Across the whole listing, state how many lines include "glove". Add nothing to that number.
**********
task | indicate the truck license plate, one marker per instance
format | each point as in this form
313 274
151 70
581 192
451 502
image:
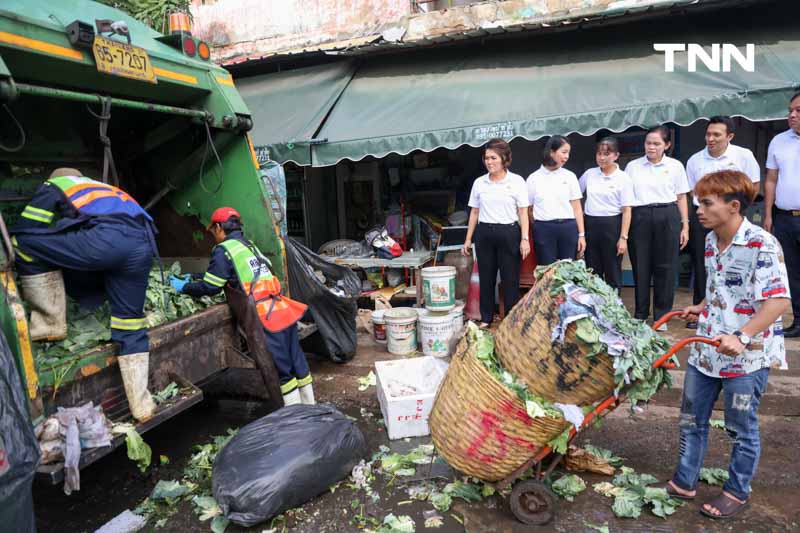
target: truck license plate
121 59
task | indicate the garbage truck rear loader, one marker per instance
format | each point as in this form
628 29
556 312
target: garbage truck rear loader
86 86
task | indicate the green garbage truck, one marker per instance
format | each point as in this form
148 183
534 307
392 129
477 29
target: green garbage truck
86 86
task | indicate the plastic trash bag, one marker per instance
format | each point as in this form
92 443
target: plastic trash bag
80 427
284 460
333 308
19 451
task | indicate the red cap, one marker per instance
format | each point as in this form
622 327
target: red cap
223 214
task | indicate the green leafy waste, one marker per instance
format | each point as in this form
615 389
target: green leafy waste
604 454
89 329
631 494
714 476
194 487
138 450
635 365
484 351
535 406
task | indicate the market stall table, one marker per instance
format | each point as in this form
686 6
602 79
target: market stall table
413 260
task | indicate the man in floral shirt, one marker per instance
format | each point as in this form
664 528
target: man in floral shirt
747 291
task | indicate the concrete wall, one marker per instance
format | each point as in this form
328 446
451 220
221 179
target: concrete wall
241 29
249 27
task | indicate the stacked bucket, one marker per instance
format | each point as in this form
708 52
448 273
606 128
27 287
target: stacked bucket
436 324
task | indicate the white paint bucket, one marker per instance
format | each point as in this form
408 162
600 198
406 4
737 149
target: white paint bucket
401 330
439 287
435 330
379 326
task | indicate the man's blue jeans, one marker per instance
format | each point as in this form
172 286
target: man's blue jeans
742 397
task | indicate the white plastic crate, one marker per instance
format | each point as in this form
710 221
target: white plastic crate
406 389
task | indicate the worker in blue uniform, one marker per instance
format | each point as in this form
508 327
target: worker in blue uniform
236 263
100 234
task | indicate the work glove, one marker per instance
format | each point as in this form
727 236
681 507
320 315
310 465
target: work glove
**********
▶ [Solution for this exercise]:
2